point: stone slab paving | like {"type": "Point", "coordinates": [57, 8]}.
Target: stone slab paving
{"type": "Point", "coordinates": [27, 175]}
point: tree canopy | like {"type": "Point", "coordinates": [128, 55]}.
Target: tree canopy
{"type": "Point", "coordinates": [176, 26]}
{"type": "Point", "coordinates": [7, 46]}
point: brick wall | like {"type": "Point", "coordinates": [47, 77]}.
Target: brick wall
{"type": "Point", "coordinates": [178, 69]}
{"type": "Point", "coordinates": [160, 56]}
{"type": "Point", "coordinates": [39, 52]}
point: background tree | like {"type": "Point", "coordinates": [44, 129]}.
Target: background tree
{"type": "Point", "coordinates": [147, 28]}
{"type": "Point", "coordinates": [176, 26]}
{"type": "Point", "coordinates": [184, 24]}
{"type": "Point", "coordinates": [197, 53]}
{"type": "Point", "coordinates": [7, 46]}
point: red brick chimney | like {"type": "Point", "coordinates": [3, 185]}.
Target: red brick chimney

--

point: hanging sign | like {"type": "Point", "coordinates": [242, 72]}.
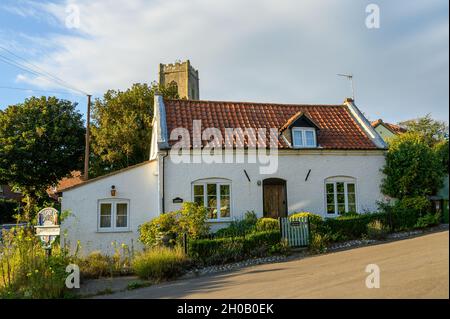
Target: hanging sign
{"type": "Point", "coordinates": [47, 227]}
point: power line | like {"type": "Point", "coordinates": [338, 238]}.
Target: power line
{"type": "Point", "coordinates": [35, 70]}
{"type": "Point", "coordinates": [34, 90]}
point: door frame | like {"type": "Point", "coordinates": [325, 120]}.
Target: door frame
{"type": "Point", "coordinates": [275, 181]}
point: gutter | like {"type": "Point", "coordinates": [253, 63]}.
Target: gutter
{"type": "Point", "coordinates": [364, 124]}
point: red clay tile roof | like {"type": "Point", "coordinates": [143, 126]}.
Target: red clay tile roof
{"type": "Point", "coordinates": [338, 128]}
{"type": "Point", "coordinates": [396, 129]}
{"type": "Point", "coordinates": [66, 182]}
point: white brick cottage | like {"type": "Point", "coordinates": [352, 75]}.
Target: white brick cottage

=== Requirements ===
Write out, unchanged, the part of the data that opens with the line containing "point: red clay" and closes with the line containing "Target: white brick cottage", both of those lines included.

=== The solution ===
point: red clay tile roof | like {"type": "Point", "coordinates": [143, 126]}.
Target: red clay tile roof
{"type": "Point", "coordinates": [338, 128]}
{"type": "Point", "coordinates": [396, 129]}
{"type": "Point", "coordinates": [66, 182]}
point: white brick cottage | like {"type": "Point", "coordinates": [352, 75]}.
Target: white brick cottage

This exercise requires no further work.